__SHORT TASK__. Identify each line in the records below that contains the word "stone", and copy every such line in full.

---

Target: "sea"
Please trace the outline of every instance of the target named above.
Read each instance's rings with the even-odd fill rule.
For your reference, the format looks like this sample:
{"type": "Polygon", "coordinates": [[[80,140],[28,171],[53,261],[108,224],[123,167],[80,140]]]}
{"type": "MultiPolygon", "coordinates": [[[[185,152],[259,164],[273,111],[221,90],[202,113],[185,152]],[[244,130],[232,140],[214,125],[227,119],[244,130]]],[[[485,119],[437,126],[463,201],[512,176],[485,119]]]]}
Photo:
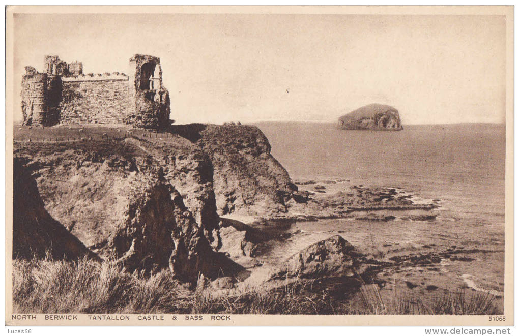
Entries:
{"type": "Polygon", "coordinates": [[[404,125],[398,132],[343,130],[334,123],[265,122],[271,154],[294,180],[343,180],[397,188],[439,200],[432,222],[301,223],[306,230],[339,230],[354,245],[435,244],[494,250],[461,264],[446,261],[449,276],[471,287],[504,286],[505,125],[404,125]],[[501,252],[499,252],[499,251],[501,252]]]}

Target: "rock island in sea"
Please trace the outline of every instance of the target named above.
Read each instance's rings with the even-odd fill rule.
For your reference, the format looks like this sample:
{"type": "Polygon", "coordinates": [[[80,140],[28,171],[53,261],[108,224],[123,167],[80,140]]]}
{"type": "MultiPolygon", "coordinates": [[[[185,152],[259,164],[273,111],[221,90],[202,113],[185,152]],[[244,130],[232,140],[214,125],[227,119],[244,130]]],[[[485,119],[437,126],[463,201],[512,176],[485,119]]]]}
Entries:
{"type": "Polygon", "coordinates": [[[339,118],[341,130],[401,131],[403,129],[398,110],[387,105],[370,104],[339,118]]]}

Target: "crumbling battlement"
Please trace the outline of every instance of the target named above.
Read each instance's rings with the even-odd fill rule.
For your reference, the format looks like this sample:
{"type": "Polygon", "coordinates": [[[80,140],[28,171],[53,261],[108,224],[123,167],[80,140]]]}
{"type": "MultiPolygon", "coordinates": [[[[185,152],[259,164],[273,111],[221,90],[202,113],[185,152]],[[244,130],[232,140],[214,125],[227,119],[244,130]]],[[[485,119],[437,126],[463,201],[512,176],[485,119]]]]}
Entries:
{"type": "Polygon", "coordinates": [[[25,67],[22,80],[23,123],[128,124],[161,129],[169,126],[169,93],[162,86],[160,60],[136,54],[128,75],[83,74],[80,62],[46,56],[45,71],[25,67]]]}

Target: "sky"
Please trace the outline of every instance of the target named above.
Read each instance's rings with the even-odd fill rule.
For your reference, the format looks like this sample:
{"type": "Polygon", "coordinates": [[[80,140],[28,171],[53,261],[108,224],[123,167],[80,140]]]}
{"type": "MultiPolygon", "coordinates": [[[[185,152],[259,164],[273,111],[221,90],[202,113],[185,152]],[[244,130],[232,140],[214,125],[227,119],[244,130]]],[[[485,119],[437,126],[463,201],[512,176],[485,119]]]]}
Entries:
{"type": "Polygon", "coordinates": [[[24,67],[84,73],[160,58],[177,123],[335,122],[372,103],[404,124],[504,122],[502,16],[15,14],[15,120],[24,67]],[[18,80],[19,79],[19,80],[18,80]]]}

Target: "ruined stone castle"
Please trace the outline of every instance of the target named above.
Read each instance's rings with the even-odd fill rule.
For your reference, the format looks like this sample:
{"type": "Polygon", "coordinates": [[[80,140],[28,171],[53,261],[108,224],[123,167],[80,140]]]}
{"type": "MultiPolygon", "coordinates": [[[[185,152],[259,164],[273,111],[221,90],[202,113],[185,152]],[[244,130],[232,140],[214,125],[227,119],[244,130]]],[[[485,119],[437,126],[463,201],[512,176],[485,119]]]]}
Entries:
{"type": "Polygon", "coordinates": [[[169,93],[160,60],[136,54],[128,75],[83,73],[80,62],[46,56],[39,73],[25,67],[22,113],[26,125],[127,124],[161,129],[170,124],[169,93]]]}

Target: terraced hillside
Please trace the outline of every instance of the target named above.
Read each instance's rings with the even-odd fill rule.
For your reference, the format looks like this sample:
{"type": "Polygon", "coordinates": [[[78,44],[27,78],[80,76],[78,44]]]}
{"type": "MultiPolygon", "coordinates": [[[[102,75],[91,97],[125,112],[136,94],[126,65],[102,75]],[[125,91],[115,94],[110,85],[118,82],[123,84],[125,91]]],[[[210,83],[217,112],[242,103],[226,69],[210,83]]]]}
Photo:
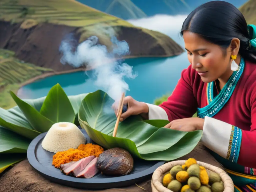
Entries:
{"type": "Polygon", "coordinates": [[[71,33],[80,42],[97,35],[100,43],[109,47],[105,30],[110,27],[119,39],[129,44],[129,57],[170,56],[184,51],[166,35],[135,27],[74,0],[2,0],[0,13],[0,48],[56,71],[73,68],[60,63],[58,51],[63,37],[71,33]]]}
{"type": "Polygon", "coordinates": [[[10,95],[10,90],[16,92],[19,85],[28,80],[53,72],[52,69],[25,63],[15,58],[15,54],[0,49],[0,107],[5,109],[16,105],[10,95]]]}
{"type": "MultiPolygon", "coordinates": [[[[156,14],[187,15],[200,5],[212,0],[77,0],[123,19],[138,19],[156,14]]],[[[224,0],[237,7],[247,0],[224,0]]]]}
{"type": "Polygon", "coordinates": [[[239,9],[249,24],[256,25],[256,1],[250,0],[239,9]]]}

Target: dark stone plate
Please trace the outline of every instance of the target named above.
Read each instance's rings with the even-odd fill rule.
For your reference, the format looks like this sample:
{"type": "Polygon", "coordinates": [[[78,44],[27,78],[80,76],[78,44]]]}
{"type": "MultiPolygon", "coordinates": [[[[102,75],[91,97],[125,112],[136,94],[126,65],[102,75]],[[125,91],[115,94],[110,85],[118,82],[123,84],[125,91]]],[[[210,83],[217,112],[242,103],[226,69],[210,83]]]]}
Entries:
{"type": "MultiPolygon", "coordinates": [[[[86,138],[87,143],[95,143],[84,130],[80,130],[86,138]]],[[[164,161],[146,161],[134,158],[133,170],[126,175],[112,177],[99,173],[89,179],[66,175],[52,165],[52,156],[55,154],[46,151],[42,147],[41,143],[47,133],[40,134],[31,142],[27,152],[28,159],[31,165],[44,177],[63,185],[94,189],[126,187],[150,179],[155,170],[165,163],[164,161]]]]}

---

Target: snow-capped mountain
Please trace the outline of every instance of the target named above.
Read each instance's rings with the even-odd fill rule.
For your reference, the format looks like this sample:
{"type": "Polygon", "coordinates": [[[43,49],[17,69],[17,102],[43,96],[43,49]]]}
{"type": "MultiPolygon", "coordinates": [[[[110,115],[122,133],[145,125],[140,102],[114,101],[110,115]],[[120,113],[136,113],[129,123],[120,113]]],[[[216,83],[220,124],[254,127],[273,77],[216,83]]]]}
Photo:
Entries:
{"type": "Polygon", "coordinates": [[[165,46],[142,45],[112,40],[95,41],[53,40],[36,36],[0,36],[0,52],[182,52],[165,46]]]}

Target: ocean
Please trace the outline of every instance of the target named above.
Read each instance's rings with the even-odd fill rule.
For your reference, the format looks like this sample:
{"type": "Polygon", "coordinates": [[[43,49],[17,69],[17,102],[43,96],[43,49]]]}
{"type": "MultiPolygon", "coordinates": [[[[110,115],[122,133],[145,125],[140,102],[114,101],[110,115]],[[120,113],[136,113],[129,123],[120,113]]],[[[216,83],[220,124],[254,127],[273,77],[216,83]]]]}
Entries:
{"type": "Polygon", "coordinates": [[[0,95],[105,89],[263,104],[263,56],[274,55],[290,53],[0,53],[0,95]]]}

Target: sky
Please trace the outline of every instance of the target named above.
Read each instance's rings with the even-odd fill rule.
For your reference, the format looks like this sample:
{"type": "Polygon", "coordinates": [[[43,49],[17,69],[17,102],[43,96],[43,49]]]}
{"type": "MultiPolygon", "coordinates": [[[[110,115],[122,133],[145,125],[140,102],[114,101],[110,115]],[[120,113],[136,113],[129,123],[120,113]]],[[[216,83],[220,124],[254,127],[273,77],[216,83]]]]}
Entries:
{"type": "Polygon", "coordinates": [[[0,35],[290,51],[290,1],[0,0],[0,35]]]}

---

__COMPLETE ANSWER__.
Target: "ruined stone castle"
Target: dark stone plate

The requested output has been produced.